TEXTE SOURCE
La fonte des glaces en Arctique accélérée par des courants atlantiques chauds
Chaque année, l’étendue de glace marine de l’Arctique s’agrandit durant l’hiver et rétrécit en été.
En 2012, un important cyclone a frappé l’océan Arctique durant la période estivale, affectant une grande partie de cette surface glacée. Suite à cet incident exceptionnel, l’année 2012 détient le triste record d’étendue minimale annuelle de glace marine.
Durant les quinze dernières années, cette étendue minimale n’a cessé de diminuer malgré qu’il n’y ait pas eu de nouvel incident naturel.
Ainsi, 2019 était l’année avec la seconde étendue la plus faible en 42 ans d’observations satellites.
Le calcul d’étendue minimale annuelle de glace marine se fait à la fin de l’été arctique, lorsque la glace marine commence à se reconstituer.
Pour l’année 2020, ce moment est imminent et déjà les données satellites montrent une étendue moindre que celle de l’année passée.
Comment en sommes-nous arrivés là ?
La réponse la plus simple est de parler du réchauffement climatique.
Mais si on se penche plus en détail sur ce phénomène, certains scientifiques se sont rendus compte que ce n’était pas seulement la chaleur atmosphérique qui faisait fondre la glace, mais aussi des courants chauds qui venaient la faire fondre par-dessous.
Des courants chauds venus de l’Atlantique viennent faire fondre la glace arctique
C’est en 1896 que l’explorateur norvégien, Fridtjof Nansen, a mis en lumière un courant marin dérivé du Gulf Stream qui se rendait en Arctique.
Depuis cette découverte, les scientifiques ont observé que ce courant amenait des eaux chaudes de l’Atlantique vers l’Arctique.
Entre 2017 et 2018, Tom Rippeth, professeur d’océanographie physique à l’Université de Bangor au Pays de Galles, et son équipe ont cherché à comprendre pourquoi la glace marine fondait à l’est de l’océan Arctique et ont trouvé un lien entre cette fonte des glaces et les courants chauds de l’Atlantique.
Plus encore, ils ont découvert que la chaleur de ces courants avait une plus forte influence sur les glaces que la chaleur atmosphérique.
En effet, alors que la chaleur atmosphérique est particulièrement importante durant l’été, elle l’est beaucoup moins durant les sombres hivers polaires. À l’inverse, les courants chauds, eux, fluctuent sous la glace tout au long de l’année.
Les données récoltées (article en anglais) par Tom Rippeth et son équipe parlent d’elles-mêmes.
Selon des études réalisées trois à quatre ans avant l’expédition du professeur gallois, les courants chauds réduisaient la formation de glace d’environ 30 à 40 cm. Les résultats du professeur Rippeth démontrent quant à eux, que cette formation diminuait d’un mètre.
En guise de comparaison, au pôle Nord, l’océan n’est généralement recouvert que de quelques mètres de glace. Ces quelques mètres de glace constituent d’ailleurs la « vieille glace », une glace qui s’est formée il y a plusieurs années.

DONNÉES FOURNIES
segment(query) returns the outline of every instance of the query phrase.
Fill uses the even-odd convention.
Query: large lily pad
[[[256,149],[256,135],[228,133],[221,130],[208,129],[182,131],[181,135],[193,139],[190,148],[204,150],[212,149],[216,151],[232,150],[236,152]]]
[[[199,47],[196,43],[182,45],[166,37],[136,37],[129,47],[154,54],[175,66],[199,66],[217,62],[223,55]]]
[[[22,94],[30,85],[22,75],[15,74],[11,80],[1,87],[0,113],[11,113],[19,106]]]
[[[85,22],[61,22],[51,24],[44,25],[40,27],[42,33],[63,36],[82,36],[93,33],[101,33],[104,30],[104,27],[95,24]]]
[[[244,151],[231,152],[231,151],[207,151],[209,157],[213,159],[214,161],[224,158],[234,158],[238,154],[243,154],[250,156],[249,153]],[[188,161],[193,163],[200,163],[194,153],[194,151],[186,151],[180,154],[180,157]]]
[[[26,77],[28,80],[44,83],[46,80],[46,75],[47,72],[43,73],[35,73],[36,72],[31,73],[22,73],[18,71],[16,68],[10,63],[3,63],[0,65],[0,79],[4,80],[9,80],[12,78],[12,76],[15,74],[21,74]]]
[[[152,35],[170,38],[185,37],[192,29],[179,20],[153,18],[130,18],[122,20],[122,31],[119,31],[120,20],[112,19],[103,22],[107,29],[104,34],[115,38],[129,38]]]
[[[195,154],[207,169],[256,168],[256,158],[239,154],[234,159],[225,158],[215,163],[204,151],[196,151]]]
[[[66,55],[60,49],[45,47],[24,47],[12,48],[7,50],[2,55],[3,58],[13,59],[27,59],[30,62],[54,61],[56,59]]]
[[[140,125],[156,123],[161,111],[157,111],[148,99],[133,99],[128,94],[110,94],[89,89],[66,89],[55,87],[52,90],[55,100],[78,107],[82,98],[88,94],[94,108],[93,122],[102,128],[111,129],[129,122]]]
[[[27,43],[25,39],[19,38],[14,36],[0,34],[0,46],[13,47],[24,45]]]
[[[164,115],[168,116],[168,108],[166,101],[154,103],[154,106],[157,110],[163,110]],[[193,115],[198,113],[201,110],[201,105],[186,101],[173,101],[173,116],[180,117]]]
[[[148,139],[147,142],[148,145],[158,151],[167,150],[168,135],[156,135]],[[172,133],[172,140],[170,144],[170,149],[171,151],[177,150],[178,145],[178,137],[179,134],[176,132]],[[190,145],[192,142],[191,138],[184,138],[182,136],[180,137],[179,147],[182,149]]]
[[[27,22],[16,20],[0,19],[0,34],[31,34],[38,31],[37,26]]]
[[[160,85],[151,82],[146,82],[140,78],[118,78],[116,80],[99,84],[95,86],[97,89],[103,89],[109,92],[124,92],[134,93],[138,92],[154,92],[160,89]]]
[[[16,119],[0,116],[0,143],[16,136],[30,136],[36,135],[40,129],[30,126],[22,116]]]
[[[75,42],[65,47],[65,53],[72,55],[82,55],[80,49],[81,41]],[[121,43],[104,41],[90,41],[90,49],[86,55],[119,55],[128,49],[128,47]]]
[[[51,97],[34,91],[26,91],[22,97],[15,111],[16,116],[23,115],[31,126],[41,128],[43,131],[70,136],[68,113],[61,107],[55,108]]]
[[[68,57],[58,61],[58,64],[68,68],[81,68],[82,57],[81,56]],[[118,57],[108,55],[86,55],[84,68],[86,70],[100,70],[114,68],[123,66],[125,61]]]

LISTE DES TÂCHES
A – Répondez aux questions suivantes à partir du texte sur la fonte des glaces arctiques :
(i) En quelle année Fridtjof Nansen a-t-il mis en lumière un courant marin dérivé du Gulf Stream ?
(ii) Quel rang l’année 2019 occupe-t-elle pour l’étendue de glace marine en 42 ans d’observations satellites ?
(iii) Selon les résultats du professeur Rippeth, de combien la formation de glace diminuait-elle ?
B – Transcrivez sans modification le passage du texte sur la fonte des glaces arctiques qui commence aux mots « Le calcul d’étendue » et s’arrête après les mots « rendait en Arctique. ».

RÉPONSES ORDONNÉES
A –
(i) En 1896.
(ii) Le deuxième rang : c’est l’année de la seconde étendue la plus faible.
(iii) D’un mètre.

B –
Le calcul d’étendue minimale annuelle de glace marine se fait à la fin de l’été arctique, lorsque la glace marine commence à se reconstituer.
Pour l’année 2020, ce moment est imminent et déjà les données satellites montrent une étendue moindre que celle de l’année passée.
Comment en sommes-nous arrivés là ?
La réponse la plus simple est de parler du réchauffement climatique.
Mais si on se penche plus en détail sur ce phénomène, certains scientifiques se sont rendus compte que ce n’était pas seulement la chaleur atmosphérique qui faisait fondre la glace, mais aussi des courants chauds qui venaient la faire fondre par-dessous.
Des courants chauds venus de l’Atlantique viennent faire fondre la glace arctique
C’est en 1896 que l’explorateur norvégien, Fridtjof Nansen, a mis en lumière un courant marin dérivé du Gulf Stream qui se rendait en Arctique.